• _Exercise_:
Identify every line in the records below that contains the word "surface", and copy each of those lines.

• _Extracted information_:
══════

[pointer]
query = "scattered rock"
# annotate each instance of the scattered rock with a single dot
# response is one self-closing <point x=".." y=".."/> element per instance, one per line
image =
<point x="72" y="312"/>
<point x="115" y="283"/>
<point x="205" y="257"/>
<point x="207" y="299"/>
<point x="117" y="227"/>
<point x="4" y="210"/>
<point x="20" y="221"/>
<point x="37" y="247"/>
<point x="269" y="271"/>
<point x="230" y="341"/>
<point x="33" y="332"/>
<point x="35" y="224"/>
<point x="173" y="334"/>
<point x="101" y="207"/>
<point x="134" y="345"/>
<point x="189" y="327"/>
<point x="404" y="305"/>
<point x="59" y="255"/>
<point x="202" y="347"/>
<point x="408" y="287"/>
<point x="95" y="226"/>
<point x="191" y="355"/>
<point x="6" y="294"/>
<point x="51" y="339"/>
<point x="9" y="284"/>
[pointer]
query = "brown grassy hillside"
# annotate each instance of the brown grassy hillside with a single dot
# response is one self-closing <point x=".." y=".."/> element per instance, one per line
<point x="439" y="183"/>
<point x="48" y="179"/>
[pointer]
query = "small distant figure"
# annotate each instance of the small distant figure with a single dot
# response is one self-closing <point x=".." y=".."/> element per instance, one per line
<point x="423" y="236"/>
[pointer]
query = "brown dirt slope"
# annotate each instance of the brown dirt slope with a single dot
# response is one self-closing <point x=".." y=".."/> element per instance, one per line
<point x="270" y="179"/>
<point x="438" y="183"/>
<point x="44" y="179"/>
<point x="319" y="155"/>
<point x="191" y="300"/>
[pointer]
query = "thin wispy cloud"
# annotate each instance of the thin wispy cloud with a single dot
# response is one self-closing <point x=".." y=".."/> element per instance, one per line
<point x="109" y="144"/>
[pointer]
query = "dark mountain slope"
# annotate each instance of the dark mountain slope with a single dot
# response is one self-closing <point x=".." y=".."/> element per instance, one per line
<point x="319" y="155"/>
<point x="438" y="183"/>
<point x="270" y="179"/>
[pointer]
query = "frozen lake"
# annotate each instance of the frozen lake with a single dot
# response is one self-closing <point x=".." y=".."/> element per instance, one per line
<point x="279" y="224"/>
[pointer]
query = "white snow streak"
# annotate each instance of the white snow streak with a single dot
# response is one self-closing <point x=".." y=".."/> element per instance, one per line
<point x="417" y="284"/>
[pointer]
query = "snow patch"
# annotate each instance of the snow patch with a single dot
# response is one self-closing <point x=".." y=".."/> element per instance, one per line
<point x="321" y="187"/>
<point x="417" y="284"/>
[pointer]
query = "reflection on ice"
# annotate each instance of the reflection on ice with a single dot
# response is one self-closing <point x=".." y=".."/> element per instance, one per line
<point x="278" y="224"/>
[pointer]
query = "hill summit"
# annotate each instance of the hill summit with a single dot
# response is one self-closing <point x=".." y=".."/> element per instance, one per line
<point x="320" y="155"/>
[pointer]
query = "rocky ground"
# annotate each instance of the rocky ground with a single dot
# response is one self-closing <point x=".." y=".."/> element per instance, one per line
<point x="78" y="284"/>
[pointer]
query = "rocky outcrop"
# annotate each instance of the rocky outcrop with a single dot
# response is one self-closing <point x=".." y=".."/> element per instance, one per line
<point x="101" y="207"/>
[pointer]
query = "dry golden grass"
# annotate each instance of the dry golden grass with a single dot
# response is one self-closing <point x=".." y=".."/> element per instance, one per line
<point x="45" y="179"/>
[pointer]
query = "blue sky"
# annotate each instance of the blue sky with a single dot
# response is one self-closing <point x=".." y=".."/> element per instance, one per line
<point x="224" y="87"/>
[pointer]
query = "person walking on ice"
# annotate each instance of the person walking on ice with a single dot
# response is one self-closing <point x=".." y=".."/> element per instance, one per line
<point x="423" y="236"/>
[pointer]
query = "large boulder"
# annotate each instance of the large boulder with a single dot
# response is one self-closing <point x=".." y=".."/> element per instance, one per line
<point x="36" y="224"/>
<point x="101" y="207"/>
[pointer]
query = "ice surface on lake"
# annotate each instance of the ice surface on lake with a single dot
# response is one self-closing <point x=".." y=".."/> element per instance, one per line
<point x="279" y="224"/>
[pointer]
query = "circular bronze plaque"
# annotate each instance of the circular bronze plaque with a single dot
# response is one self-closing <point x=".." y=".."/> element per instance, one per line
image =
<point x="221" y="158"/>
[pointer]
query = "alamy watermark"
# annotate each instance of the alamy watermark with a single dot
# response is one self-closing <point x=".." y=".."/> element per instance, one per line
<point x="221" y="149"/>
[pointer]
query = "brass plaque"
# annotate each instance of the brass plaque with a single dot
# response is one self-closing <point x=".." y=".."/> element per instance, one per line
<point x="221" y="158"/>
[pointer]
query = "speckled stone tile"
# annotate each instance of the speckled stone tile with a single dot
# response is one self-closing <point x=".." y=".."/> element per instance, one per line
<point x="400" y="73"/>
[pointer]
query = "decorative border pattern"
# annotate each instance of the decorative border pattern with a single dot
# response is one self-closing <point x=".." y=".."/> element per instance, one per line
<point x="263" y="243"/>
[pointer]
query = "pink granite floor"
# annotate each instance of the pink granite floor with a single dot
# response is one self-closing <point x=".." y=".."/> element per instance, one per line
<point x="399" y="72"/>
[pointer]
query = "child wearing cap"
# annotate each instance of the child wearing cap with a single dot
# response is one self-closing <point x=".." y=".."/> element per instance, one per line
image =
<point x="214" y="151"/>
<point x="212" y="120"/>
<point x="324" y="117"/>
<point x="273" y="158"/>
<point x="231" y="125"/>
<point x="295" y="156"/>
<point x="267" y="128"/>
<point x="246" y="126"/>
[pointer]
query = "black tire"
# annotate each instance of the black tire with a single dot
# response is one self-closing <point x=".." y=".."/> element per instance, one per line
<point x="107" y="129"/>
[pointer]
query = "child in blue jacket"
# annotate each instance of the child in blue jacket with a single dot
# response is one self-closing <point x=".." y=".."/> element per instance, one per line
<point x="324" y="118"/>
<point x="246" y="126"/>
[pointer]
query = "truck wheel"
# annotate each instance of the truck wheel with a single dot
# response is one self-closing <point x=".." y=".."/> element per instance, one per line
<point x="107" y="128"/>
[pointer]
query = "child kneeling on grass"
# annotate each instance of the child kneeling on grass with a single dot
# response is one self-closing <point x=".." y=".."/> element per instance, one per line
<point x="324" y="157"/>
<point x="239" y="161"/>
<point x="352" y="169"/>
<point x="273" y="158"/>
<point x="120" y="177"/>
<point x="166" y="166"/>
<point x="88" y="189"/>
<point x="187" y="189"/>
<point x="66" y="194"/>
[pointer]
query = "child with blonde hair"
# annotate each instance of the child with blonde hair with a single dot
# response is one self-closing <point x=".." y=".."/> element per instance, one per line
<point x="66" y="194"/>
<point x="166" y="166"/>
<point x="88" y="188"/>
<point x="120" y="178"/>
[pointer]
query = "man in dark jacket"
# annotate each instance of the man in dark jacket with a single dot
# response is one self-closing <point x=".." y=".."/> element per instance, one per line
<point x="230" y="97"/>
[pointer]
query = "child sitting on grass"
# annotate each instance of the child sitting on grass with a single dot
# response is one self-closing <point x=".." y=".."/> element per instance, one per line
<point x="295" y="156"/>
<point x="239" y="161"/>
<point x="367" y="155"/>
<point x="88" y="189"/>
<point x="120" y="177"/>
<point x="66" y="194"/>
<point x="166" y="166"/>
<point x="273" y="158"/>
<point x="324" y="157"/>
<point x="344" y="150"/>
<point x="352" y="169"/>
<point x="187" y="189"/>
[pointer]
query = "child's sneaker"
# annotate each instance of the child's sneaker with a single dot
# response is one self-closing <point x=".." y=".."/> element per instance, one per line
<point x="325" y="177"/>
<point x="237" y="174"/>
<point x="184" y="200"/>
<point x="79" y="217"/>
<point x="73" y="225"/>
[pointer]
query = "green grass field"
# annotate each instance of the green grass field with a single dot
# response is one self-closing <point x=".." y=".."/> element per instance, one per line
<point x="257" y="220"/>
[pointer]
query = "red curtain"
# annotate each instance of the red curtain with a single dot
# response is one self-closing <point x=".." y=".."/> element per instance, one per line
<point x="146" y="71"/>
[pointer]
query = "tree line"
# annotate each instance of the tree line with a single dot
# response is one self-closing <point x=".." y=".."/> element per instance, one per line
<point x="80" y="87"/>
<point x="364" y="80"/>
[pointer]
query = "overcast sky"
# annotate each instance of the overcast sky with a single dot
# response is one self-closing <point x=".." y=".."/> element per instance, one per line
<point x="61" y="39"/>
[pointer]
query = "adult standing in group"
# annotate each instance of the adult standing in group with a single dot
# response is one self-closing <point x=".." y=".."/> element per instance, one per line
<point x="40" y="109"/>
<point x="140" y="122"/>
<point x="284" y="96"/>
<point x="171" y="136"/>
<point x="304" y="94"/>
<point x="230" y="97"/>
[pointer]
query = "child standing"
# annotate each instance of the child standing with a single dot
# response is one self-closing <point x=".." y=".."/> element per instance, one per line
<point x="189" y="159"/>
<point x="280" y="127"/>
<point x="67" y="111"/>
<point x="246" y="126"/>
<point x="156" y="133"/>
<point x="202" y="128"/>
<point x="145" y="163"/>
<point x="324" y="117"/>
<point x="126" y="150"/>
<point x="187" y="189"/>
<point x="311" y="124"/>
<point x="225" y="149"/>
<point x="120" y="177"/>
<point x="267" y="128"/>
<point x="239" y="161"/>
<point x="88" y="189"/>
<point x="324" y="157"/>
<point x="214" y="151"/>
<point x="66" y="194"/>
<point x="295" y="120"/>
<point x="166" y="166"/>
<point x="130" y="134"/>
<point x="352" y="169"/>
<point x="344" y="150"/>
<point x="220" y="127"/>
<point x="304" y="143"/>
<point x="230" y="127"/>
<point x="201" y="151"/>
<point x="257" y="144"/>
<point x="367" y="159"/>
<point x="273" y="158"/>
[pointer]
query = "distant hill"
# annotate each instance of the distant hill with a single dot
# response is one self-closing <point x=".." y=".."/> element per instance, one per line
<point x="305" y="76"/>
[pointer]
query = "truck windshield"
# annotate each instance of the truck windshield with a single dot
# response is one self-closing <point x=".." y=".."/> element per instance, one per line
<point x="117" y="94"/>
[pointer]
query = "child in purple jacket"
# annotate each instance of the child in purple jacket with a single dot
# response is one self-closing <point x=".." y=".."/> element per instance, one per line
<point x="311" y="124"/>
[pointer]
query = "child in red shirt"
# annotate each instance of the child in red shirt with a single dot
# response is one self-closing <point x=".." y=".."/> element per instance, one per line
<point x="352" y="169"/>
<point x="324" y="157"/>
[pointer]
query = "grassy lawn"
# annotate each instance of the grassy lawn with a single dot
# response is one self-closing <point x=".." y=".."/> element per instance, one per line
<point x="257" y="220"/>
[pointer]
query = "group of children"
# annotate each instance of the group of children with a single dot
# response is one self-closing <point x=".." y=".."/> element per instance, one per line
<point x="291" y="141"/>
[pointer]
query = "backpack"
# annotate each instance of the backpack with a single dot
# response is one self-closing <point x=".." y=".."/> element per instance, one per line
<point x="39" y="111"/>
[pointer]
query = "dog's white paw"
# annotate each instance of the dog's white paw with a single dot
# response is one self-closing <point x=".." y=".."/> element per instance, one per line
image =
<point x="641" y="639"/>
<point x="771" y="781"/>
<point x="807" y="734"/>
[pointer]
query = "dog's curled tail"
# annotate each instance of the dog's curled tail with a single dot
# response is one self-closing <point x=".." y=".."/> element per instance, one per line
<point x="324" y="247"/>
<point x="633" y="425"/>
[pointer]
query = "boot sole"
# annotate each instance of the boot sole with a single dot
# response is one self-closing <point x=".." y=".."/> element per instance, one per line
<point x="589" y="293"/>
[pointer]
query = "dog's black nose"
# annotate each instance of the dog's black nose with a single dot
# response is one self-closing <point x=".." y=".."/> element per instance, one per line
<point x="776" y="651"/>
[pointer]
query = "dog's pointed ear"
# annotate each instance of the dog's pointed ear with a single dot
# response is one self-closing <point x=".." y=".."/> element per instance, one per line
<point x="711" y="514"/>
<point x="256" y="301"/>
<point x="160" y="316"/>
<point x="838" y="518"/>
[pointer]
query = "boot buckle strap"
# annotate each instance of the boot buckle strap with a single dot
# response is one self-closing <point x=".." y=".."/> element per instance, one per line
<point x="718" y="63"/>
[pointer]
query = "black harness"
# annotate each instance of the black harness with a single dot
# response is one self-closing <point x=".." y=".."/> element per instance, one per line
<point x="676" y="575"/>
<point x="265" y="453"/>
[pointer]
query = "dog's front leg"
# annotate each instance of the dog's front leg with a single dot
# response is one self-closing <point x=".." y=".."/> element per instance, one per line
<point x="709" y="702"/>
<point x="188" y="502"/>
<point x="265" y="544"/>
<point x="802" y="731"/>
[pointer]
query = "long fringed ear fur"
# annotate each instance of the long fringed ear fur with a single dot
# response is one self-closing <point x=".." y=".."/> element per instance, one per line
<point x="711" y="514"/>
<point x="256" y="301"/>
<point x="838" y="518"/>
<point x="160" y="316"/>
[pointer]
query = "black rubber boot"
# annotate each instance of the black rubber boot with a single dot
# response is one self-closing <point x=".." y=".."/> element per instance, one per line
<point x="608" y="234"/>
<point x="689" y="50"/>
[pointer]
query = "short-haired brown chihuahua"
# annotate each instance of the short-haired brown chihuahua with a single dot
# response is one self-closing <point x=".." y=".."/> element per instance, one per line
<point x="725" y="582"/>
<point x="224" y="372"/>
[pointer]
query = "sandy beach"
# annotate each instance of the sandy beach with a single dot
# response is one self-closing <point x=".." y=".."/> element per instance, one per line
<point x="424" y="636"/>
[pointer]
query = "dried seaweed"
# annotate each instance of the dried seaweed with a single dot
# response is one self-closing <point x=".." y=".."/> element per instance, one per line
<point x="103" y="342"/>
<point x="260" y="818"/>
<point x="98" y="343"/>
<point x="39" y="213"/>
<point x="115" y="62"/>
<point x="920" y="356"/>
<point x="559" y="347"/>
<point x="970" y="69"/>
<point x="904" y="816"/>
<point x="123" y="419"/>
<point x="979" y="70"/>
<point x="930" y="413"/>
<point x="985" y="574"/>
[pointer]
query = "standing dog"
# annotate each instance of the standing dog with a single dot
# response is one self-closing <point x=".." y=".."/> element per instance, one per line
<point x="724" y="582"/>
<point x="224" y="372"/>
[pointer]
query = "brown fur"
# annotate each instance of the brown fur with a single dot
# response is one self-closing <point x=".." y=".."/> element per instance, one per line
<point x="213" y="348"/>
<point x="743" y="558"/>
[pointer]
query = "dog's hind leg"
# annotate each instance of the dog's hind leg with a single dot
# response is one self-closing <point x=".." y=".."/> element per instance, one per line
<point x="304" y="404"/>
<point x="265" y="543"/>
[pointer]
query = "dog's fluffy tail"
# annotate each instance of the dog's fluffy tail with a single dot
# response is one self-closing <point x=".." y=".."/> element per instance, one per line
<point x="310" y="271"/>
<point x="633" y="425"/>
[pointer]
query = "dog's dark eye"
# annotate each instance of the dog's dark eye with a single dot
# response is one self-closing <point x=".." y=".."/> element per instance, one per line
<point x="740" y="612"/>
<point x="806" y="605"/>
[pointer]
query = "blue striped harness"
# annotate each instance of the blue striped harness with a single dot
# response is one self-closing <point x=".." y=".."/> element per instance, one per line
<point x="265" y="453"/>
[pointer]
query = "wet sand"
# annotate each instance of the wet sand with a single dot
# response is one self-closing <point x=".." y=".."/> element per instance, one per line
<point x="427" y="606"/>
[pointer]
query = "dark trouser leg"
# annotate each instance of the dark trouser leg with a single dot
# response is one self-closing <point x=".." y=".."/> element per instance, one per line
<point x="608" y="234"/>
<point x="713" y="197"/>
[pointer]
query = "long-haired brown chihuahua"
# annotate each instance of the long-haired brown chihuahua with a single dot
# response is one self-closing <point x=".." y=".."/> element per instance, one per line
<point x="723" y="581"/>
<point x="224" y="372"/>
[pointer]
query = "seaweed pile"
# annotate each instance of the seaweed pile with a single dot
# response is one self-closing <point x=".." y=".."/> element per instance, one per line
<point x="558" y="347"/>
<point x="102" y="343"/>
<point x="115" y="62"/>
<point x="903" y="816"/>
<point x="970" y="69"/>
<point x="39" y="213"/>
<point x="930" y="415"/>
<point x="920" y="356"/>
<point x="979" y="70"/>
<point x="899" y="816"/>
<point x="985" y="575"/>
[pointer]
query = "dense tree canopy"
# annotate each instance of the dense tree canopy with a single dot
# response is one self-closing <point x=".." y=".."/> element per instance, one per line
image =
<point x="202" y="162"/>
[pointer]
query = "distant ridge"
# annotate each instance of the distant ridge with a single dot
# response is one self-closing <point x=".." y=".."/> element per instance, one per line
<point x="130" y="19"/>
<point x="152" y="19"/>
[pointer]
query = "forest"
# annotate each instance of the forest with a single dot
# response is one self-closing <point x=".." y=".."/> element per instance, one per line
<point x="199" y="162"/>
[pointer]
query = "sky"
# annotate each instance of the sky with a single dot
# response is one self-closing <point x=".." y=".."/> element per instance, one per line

══════

• _Expected answer_:
query = "ice surface on lake"
# annotate each instance of the ice surface on lake with a single dot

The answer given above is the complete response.